◆ **TRY IT**
Lines after the one containing "Target: wispy cloud" are to be omitted; print exactly each line from the start of the records up to and including it.

◆ **DATA SHOWN**
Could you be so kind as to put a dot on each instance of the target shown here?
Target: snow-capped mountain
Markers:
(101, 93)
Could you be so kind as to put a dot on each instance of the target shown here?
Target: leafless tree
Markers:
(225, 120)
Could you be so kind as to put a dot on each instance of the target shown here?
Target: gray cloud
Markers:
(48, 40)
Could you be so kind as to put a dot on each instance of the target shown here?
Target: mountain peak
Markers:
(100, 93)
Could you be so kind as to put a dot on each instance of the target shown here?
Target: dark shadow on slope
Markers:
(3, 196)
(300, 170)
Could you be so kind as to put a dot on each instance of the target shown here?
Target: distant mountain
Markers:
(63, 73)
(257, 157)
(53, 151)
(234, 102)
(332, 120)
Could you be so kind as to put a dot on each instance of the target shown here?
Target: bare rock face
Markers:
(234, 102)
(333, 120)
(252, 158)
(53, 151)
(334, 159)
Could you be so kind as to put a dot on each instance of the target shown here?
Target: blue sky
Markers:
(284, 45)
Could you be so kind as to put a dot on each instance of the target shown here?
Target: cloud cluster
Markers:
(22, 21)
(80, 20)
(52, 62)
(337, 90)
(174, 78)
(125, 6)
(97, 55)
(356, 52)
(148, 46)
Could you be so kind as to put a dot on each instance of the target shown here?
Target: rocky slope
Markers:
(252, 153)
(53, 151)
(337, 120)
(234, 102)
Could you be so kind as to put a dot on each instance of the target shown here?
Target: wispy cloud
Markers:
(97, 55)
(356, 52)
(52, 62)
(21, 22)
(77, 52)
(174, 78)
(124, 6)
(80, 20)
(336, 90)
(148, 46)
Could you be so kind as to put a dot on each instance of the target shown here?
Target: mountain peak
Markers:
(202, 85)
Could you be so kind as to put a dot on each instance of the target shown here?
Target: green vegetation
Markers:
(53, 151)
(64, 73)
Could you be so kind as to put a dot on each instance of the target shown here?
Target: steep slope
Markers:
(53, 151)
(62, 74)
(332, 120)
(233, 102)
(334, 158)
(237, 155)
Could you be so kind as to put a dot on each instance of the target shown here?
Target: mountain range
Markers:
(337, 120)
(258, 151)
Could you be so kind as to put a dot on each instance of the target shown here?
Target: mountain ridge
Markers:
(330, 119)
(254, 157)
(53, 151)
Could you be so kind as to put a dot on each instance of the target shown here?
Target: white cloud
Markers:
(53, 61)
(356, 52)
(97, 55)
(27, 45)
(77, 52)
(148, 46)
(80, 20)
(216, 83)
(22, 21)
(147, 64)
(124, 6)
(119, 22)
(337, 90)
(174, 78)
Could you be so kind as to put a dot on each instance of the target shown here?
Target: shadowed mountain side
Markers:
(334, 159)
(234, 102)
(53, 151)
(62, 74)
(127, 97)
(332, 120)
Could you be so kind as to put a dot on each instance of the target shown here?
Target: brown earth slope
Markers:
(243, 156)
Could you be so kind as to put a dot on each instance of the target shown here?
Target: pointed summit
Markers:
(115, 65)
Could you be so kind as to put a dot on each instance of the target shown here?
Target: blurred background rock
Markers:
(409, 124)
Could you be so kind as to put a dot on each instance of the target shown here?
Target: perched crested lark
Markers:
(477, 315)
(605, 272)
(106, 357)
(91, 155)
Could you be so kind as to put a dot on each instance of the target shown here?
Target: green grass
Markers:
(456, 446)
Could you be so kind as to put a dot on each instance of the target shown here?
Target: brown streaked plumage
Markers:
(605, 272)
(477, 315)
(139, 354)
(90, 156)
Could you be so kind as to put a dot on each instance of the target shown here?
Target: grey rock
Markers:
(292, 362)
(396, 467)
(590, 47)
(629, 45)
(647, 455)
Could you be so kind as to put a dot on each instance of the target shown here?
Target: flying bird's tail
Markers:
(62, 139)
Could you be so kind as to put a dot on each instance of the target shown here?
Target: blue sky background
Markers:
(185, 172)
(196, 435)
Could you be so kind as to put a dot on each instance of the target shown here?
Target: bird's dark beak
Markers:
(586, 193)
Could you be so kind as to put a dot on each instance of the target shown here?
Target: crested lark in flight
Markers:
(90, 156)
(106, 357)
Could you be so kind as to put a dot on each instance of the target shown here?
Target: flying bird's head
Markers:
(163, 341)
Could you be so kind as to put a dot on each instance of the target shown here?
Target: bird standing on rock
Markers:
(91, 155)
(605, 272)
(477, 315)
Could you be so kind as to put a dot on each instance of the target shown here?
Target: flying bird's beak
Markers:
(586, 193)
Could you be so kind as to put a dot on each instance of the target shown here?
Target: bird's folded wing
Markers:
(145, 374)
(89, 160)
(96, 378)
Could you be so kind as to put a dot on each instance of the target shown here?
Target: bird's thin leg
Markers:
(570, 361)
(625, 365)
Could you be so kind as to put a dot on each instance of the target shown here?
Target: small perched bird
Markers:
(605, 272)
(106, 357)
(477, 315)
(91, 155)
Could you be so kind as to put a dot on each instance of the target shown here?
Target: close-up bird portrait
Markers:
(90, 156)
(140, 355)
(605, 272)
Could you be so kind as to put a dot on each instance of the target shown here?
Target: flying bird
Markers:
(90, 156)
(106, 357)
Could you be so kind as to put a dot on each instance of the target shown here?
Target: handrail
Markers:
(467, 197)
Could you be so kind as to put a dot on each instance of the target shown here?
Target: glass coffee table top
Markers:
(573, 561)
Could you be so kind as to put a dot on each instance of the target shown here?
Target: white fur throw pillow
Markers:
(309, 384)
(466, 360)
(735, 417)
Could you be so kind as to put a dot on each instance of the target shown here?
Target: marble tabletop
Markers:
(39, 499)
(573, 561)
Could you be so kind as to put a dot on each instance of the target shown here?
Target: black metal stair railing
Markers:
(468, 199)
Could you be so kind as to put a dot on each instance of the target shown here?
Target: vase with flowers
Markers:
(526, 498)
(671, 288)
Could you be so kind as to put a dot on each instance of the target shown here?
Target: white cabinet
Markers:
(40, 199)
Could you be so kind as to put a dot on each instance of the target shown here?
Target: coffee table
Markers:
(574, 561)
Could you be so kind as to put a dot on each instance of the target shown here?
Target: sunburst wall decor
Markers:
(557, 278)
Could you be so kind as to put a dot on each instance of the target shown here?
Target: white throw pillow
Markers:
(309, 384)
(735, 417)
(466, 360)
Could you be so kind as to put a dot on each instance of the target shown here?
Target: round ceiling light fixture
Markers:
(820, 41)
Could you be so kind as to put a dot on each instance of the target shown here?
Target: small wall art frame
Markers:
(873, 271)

◆ **RESPONSE**
Could you be so kind as to put a dot on each instance of the target shown here?
Target: snow-capped mountain
Markers:
(101, 93)
Could you be so kind as to put a dot on each instance of the target shown here?
Target: leafless tree
Markers:
(225, 120)
Could you be so kind as to put a dot on each instance of the target shown here?
Target: gray cloud
Markers:
(48, 40)
Could you be so kind as to put a dot on each instance of the target shown here?
Target: mountain peak
Markers:
(100, 93)
Could you be so kind as to put a dot on each instance of the target shown here?
Target: dark shadow on slope
Markers:
(3, 196)
(300, 170)
Could you be so kind as to put a dot on each instance of the target shown here?
Target: distant mountain
Markers:
(63, 73)
(257, 157)
(53, 151)
(234, 102)
(332, 120)
Could you be so kind as to put a dot on each instance of the target shown here?
Target: bare rock face
Markers:
(234, 102)
(333, 120)
(252, 158)
(53, 151)
(334, 159)
Could you be so kind as to put a dot on each instance of the target shown here?
Target: blue sky
Markers:
(284, 45)
Could you be so kind as to put a dot on each instance of the target shown here?
Target: cloud cluster
Markers:
(22, 21)
(80, 20)
(52, 62)
(337, 90)
(174, 78)
(125, 6)
(97, 55)
(356, 52)
(148, 46)
Could you be so kind as to put a dot on each instance of the target shown here?
Target: rocky slope
Markers:
(252, 153)
(53, 151)
(337, 120)
(234, 102)
Could you be so kind as to put a dot on each instance of the target shown here?
Target: wispy cloud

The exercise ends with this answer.